What to do
A: Answer these questions using the article on employers and health costs:
(i) According to Mercer, what are employers facing?
(ii) What share of the employer health insurance market is in self-insured plans, according to KFF?
(iii) Who is the CEO of the Health Transformation Alliance?
B: Pull out the passage of the article on employers and health costs between "Between the lines: Large" and "strengthening transparency requirements.", inclusive, copying it word for word.

Page text
══════════════════════════════
Facing higher health costs, employers get tough

By Tina Reed, author of Axios Vital
Published September 19, 2023
Employers girding themselves for an especially pricey health care benefits season this fall are pushing back harder in negotiations, armed with new price transparency data and emboldened by increased industry scrutiny.
Why it matters: Employers frustrated that they haven’t been getting the best deals on health care are using the data to demand better terms in discussions with insurers and pharmacy benefit managers, industry experts said.

  • There have been some initial signs these strategies have been successful, but experts said it will take larger collective change among employers to generate more significant savings.
  • I think that’s where we’re heading is a much, much more enlightened market, particularly if we get reforms in Washington,” Michael Thompson, CEO of the National Alliance of Healthcare Purchaser Coalitions, told Axios.

The big picture: Employers are facing the biggest annual increase in health care costs in a decade, according to Mercer. Two-thirds of the employer health insurance market is in self-insured plans, in which an employer is on the hook for some or all of workers’ health care costs rather than an insurer, according to KFF.

  • However, they work with third parties — often well-known health insurance brands and pharmacy benefit managers — to administer their benefits.

Between the lines: Large self-insured employers over the past year have been able to examine insurers’ negotiated rates with providers, thanks to federal price transparency rules. Congress, meanwhile, is looking at strengthening transparency requirements.

  • These employers are beginning to see that their own arrangements aren’t always working to their benefit, said Rob Andrews, CEO of the Health Transformation Alliance, which includes member companies like Marriott, Coca-Cola and American Express.
  • “This is very early days of a sea change in the market where self-insured employers for the first time can benchmark their pricing,” Andrews said.
══════════════════════════════
Extracted material
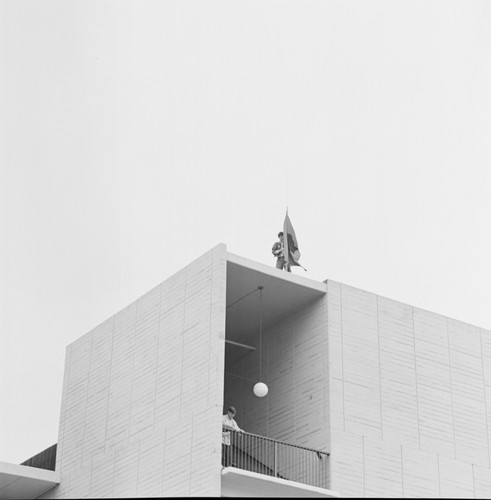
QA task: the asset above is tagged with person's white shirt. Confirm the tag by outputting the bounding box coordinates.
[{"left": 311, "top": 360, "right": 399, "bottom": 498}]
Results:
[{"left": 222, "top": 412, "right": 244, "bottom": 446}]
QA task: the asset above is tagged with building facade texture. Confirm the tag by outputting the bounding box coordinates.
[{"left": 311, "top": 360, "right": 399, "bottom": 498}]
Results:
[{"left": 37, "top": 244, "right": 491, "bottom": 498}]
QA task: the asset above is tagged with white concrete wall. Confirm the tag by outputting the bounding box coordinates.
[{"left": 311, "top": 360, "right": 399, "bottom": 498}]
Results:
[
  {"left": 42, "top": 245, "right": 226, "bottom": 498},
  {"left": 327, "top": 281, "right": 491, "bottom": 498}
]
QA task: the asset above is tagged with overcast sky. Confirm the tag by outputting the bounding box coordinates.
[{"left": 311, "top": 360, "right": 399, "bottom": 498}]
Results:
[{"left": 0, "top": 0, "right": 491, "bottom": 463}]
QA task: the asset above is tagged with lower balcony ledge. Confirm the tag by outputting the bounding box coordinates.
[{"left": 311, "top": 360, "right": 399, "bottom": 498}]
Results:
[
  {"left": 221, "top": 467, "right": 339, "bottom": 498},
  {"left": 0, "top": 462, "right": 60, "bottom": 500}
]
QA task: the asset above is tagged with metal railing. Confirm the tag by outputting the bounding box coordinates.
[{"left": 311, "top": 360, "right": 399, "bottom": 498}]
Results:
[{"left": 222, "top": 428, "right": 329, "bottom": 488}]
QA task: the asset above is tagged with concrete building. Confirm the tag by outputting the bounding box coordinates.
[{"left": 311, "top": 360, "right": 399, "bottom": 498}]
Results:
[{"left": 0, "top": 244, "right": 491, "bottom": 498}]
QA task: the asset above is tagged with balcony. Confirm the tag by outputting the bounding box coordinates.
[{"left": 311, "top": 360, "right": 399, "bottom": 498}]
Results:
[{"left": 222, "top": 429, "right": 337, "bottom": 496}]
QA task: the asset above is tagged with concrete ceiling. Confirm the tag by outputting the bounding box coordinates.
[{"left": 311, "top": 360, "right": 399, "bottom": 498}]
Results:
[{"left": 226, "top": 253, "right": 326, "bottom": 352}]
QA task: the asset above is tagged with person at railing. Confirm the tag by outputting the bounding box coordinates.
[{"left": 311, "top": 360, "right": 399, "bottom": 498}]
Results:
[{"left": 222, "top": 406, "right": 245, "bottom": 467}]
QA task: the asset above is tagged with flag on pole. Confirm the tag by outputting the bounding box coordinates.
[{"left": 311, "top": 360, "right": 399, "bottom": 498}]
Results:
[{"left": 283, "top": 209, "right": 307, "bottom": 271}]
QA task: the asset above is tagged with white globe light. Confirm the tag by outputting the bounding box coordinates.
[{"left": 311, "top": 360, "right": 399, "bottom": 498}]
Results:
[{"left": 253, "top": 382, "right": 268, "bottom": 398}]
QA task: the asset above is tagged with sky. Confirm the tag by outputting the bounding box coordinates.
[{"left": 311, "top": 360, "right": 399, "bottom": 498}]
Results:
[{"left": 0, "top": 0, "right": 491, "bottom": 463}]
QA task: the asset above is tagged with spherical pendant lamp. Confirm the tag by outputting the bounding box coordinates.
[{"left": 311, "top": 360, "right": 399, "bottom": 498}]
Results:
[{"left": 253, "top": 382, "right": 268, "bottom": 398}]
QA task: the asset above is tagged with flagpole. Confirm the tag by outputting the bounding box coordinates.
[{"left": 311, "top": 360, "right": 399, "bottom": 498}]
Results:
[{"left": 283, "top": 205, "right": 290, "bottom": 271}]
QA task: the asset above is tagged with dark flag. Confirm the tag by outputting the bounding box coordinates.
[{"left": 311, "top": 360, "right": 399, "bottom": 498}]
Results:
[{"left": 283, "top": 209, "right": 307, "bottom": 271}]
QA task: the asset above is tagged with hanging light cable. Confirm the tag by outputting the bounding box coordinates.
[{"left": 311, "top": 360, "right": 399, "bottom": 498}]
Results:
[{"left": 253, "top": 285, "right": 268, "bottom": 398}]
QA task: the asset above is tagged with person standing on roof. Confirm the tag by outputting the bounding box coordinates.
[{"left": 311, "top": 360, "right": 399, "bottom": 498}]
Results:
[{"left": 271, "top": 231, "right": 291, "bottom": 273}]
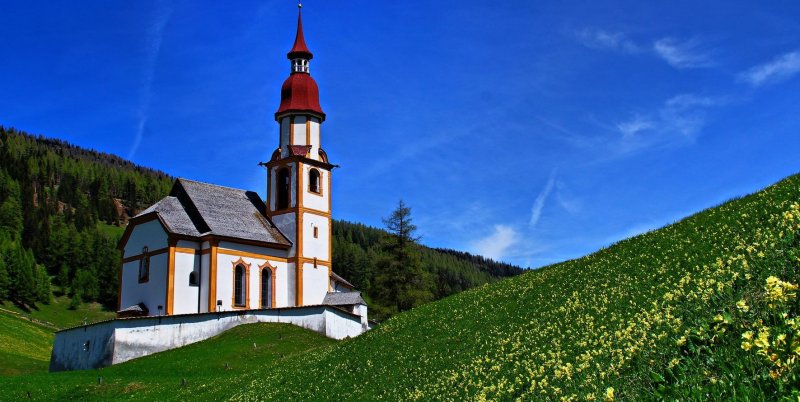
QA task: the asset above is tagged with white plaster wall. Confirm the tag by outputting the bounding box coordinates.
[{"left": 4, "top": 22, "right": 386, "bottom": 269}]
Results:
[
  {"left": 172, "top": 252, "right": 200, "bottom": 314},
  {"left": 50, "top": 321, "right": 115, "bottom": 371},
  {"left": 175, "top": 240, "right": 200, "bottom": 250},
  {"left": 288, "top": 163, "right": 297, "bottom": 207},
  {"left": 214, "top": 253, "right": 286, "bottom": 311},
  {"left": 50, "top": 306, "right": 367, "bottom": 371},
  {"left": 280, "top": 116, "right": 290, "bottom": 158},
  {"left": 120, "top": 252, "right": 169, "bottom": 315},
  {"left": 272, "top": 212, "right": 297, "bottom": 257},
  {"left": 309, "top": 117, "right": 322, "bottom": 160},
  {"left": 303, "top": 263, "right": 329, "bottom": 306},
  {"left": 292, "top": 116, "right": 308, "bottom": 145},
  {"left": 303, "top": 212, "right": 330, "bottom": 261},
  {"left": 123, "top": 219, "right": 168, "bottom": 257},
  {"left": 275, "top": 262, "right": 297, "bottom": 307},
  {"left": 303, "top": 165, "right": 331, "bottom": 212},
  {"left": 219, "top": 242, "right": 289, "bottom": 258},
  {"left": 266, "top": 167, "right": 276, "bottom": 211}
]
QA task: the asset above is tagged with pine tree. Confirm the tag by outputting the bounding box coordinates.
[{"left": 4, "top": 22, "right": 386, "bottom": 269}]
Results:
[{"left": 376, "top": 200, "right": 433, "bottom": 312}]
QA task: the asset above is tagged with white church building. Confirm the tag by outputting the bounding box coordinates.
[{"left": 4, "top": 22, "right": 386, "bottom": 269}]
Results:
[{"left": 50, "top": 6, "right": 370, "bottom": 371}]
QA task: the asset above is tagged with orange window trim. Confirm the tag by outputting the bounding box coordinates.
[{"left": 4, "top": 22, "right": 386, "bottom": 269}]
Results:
══════════════════════════════
Solutions below
A:
(i) The biggest annual increase in health care costs in a decade.
(ii) Two-thirds.
(iii) Rob Andrews.

B:
Between the lines: Large self-insured employers over the past year have been able to examine insurers’ negotiated rates with providers, thanks to federal price transparency rules. Congress, meanwhile, is looking at strengthening transparency requirements.